» **Material**:
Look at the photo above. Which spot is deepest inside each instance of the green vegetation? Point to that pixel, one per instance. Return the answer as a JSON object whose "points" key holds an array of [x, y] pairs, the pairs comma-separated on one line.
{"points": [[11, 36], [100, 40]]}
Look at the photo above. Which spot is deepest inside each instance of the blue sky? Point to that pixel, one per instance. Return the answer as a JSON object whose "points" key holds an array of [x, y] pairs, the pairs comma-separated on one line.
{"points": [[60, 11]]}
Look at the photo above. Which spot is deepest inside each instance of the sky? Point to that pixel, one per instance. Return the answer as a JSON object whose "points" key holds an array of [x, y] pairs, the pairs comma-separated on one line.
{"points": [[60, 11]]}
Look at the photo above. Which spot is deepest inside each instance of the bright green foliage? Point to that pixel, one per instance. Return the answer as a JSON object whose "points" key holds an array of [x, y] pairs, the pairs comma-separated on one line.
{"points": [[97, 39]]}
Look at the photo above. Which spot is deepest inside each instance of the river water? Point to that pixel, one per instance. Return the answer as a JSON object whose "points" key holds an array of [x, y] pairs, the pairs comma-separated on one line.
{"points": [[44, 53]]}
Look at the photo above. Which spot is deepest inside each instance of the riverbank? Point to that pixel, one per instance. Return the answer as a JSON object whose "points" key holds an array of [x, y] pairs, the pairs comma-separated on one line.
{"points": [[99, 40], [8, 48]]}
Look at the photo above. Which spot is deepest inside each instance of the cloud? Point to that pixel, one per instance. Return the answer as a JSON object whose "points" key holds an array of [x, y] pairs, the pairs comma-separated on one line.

» **Task**: Reproduce the data word for word, from the line containing "of the blue" up to and including the final line of the data.

» **Task result**:
Look at the photo above. Which spot is deepest inside each instance of the blue sky? Point to that pixel, one per instance. Return the answer as a JSON object whose "points" key holds an array of [x, y] pairs, the pairs comma-separated on one line.
{"points": [[60, 11]]}
Look at the photo above. Which spot is deepest inside each instance of the sky? Point to that pixel, one per instance. Return the answer as a JSON object whose "points" key holds an array of [x, y] pairs, the pairs comma-separated on one line.
{"points": [[60, 11]]}
Look at the photo above. Which spot is deepest inside each instance of the bright green foliage? Point to that pixel, one per instance. Return the answer as a JSON object whose "points" key holds an array of [x, y] pairs, the pairs comma-separated on one line.
{"points": [[97, 39]]}
Look at the photo above. Which spot is deepest inside each instance of the river water? Point to that pixel, one per instance. Return the answer as a JSON object whose "points" key holds an array of [x, y] pairs, the pairs comma-separated on one line.
{"points": [[44, 53]]}
Look at the photo above. Which spot is deepest inside each instance of the riverbank? Point to that pixel, one per instance. Return the answer as a JSON object whose "points" key holds an array of [x, y] pairs, the pairs comma-separated on one line.
{"points": [[99, 40], [8, 48]]}
Look at the photo above. Which spot is deepest inside each instance of the cloud? Point to that pixel, one per instance. Return the answer as a JSON object whose "points" key holds an array of [x, y] pairs, the pairs comma-separated on one line.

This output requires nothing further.